The Euro is fucked

… so says the doomsday professor Nouriel Roubini. (Medicine for Europe’s sinking south) Greece is bringing it down by its uncontrolled debt and deficit and unwillingness or inability to do anything about it. Greece just refused the IMF demands and told the rest of the EU to mind its own business. Not that it is the first time the Euro has been declared doomed and I should imagine the Greek economy was too insignificant to bring the whole Eurozone to its knees. Besides my trust in various US economy professors is not what it used to be – but this one apparently has a better than usual track record. Last week another commentator thought that it is not Greece but Spain that is the ticking bomb under the Euro.

Is it the end of the Euro? And if that was in the cards wouldn’t a more likely outcome be that the stronger core Euro economies centered around Germany would continue an Euro sheared the weak South European nations rather than abolishing it completely and return to the D-Mark?

Is California going to bring down the US-dollar?

**SUPPLIED MATERIAL**

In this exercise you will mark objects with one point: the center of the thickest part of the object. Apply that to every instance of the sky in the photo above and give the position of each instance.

**BRIEF**
Can you retype the passage from the post on the Euro starting at "Is it the end" and ending at "to the D-Mark?"?

**SOLUTION FOR THIS EXERCISE**
Is it the end of the Euro? And if that was in the cards wouldn’t a more likely outcome be that the stronger core Euro economies centered around Germany would continue an Euro sheared the weak South European nations rather than abolishing it completely and return to the D-Mark?